### GOAL OF THE EXERCISE
All of the data below should be written out again exactly.

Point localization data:
+ + + + +
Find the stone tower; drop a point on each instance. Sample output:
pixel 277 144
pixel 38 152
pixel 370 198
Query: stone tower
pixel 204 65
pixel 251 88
+ + + + +
### WRITTEN RESPONSE
Find the stone tower; drop a point on each instance. Sample output:
pixel 277 144
pixel 38 152
pixel 370 198
Query: stone tower
pixel 204 65
pixel 251 88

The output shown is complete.